In the material below, which lines hold the word "white"? Pick each one out.

[[ Supplied records, beginning ]]

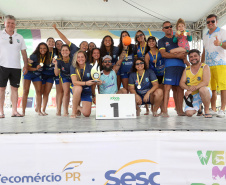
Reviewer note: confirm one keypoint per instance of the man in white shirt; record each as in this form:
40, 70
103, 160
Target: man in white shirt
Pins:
11, 43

[[ Supplied records, end ]]

**Response box:**
Reviewer note: confirm one keypoint per instance of the man in white shirt; record each as in this form:
Target: man in white shirt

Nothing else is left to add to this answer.